▶ What the task asks
List every line below that contains the word "nose", copying each line in full. Case counts.

▶ Exercise input

__________________________________________________

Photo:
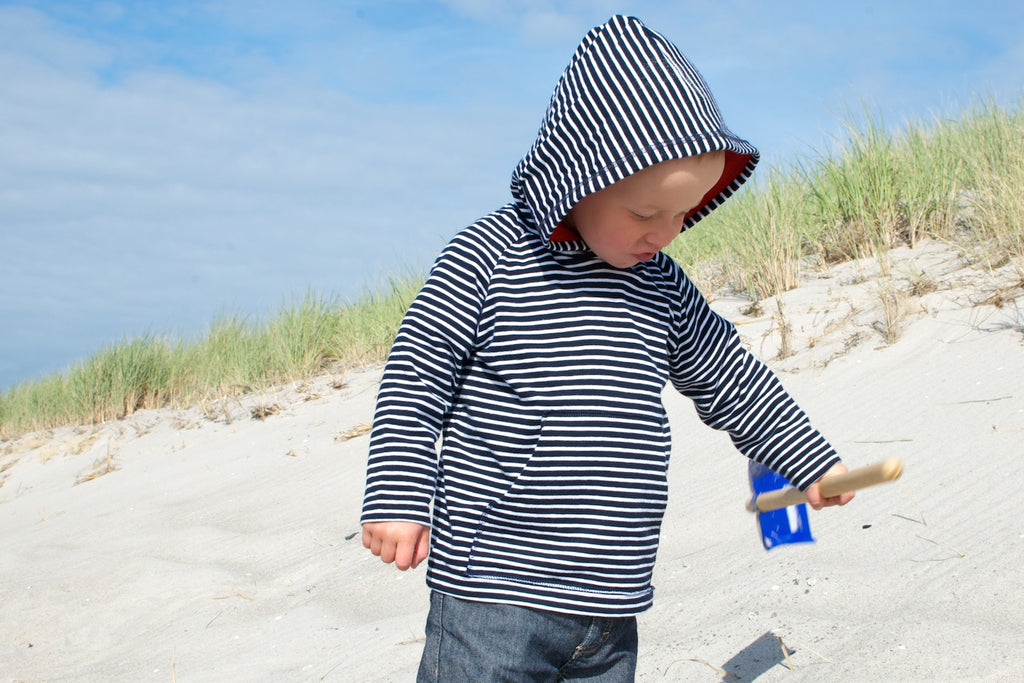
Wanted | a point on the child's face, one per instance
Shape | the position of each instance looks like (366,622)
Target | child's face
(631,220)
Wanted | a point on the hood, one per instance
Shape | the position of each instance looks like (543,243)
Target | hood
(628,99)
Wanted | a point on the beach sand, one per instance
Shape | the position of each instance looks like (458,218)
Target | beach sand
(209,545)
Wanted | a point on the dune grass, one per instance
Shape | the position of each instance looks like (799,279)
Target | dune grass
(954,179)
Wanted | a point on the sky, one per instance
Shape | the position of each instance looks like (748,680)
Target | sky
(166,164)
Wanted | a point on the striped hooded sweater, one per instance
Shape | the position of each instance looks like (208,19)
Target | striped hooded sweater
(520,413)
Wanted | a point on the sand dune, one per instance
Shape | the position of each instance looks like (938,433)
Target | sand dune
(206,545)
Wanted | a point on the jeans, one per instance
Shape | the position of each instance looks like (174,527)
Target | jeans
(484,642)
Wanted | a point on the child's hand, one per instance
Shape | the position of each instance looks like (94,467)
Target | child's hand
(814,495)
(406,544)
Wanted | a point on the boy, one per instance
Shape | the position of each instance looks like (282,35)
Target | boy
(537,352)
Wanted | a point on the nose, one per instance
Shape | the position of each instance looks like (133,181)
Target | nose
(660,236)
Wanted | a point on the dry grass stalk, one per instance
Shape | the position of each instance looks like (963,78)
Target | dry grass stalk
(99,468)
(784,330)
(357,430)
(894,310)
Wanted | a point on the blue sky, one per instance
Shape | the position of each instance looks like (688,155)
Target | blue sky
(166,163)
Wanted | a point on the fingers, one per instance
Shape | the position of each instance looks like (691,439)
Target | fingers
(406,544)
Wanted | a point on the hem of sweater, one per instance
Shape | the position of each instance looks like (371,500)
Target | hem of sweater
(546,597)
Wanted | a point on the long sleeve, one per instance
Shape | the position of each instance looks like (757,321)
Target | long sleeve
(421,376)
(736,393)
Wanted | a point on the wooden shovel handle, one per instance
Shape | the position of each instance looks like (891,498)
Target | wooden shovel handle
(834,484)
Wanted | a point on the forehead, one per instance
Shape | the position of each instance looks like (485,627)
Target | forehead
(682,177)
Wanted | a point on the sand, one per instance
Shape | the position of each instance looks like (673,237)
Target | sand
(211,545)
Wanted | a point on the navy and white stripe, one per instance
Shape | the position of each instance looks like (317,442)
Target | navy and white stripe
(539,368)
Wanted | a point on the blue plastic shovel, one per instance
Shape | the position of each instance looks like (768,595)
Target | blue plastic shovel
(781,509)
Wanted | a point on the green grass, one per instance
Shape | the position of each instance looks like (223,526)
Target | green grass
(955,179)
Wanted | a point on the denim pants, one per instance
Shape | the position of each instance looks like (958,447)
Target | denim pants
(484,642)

__________________________________________________

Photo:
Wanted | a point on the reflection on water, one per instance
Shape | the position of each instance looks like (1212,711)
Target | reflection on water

__________________________________________________

▶ Right answer
Wanted | a point on the nose, one per instance
Target | nose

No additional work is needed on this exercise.